Selected passage -
[START]

In this research, we investigated how different input data structures and sample sizes influence CNN-based land cover classification models. First, two different input features—a new representation of spectral information based on the framework of Kim et al. [35] and a 2-D matrix approach—were applied on CNNs with multi-temporal multispectral images. Second, we compared the performance of our proposed models with the line graph image-based CNN model [35], patch-based CNN, the 1-D CNN model [32], random forest (RF), and support vector machine (SVM). Third, we analyzed the effect of sample size on the models through oversampling and undersampling. Lastly, we compared and discussed the sensitivity of the models.

2. Proposed Methods

2.1. 2-D Feature Extraction

This study introduces two new input features to CNNs: Polygon images and 2-D matrices. A polygon image is defined as a plane figure that is bounded by finite straight-line segments closing in a loop to form a closed polygonal chain. Different to a line graph, a polygon uses four quadrants, even though spectral reflectance values may be very low. Moreover, the vertical and horizontal differences of a polygon graph image by class would be higher than those of a line graph image because of its closed shape. Figure 1a shows how to create a polygon image of a pixel in the m-th row and n-th column of multi-temporal and multi-spectral images. The vertices of the polygon are located at the polar coordinate with the same angle interval as pixel values on the m-th row and n-th column of spectral bands. The number of vertices is equal to the number of image dates multiplied by the number of spectral bands. The line segments between neighboring vertices are connected. The filled polygon is converted to a gridded image with fixed rows and columns. In a gridded image, the polygon was filled with 1 and backgrounds were zero-filled. The second new feature type explored uses a 2-D matrix approach. Different to the 1-D vector approach [32], the 2-D matrices are aligned with spectral bands (x axis) and time (y axis) as shown in Figure 1b.

[END]

Render this sentence from the land cover classification passage in Spanish: "The number of vertices is equal to the number of image dates multiplied by the number of spectral bands."

Given material -
[START]

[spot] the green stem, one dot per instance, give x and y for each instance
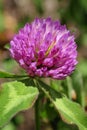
(37, 114)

[END]

Solution to this task - El número de vértices es igual al número de fechas de imagen multiplicado por el número de bandas espectrales.